» **What to work on**
Apart from the pictures, every entry should be reproduced exactly.
┌──
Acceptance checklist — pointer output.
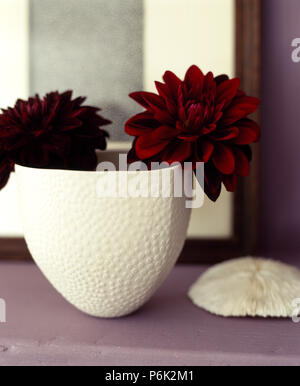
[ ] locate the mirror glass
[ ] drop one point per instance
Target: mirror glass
(105, 50)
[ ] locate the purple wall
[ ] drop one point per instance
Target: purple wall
(280, 146)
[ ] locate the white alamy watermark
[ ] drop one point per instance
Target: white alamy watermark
(160, 180)
(2, 311)
(296, 51)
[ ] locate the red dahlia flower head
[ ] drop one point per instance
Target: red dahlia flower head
(200, 119)
(54, 132)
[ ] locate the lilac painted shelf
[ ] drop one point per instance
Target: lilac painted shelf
(43, 329)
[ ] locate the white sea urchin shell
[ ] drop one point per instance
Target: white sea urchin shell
(248, 287)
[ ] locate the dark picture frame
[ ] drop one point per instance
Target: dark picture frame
(245, 216)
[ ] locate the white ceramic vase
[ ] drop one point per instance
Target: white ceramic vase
(105, 255)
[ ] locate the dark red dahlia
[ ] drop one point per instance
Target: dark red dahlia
(54, 132)
(199, 119)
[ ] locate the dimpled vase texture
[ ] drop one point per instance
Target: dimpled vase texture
(105, 255)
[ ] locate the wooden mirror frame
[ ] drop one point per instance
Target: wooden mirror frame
(244, 239)
(245, 217)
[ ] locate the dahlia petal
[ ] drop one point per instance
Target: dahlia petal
(141, 124)
(230, 182)
(225, 134)
(178, 151)
(146, 146)
(173, 82)
(223, 159)
(207, 150)
(5, 169)
(188, 137)
(164, 117)
(242, 166)
(181, 110)
(249, 132)
(210, 84)
(164, 132)
(220, 79)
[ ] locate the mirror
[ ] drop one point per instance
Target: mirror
(107, 49)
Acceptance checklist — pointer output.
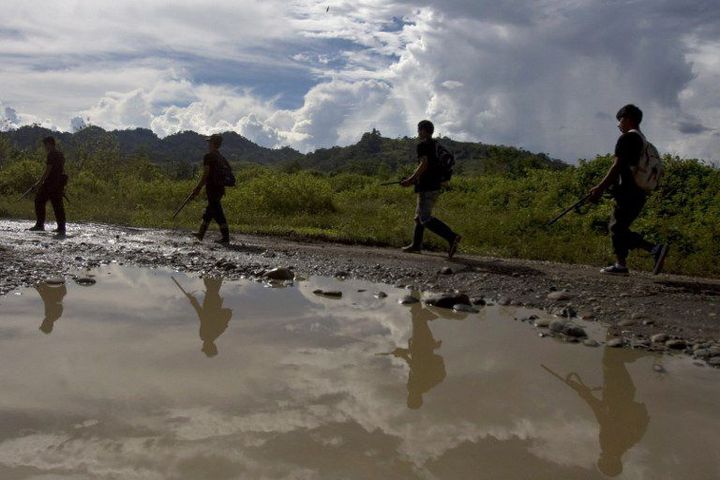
└──
» **Expected answer**
Acceptance checklist — pointer output.
[ ] locate the mirror glass
[ ] drop one point per instance
Target: mirror glass
(105, 50)
[ ] locate the purple wall
[ ] drop one point per instance
Target: purple wall
(280, 146)
[ ] locate the white alamy watermark
[ ] drop one point per instance
Target: white alamy watermark
(160, 180)
(2, 311)
(296, 51)
[ ] locate the red dahlia flower head
[ ] drop one point per instance
Target: red dahlia flower head
(200, 119)
(54, 132)
[ ] locate the lilac painted shelf
[ ] drop one point per instance
Target: lilac painted shelf
(43, 329)
[ ] locate the white sea urchin shell
[ ] drop one point per instance
Target: white sea urchin shell
(248, 287)
[ ] locate the dark picture frame
[ ] drop one point per instance
Target: dark picture frame
(245, 216)
[ ] locate the white ceramic vase
[ ] drop one point per instance
Target: white ceramic vase
(105, 255)
[ ] locate the dark red dahlia
[ ] drop one point per instance
Target: dark red dahlia
(54, 132)
(199, 119)
[ ] locate the dimpled vase texture
[ ] drop one point per instance
Target: dimpled vase texture
(105, 255)
[ ] locate the wooden mirror frame
[ ] drop one point per instance
Target: wooden mirror frame
(244, 239)
(245, 217)
[ ] locate the dahlia petal
[ ] drop one point per instance
Target: dahlia petal
(141, 124)
(230, 182)
(225, 134)
(178, 151)
(146, 146)
(173, 82)
(223, 159)
(207, 150)
(5, 169)
(188, 137)
(164, 117)
(242, 166)
(181, 110)
(249, 132)
(210, 84)
(164, 132)
(220, 79)
[ ] locate the mirror
[ ] drop one point per instance
Target: mirror
(107, 49)
Acceptance checklist — pointer output.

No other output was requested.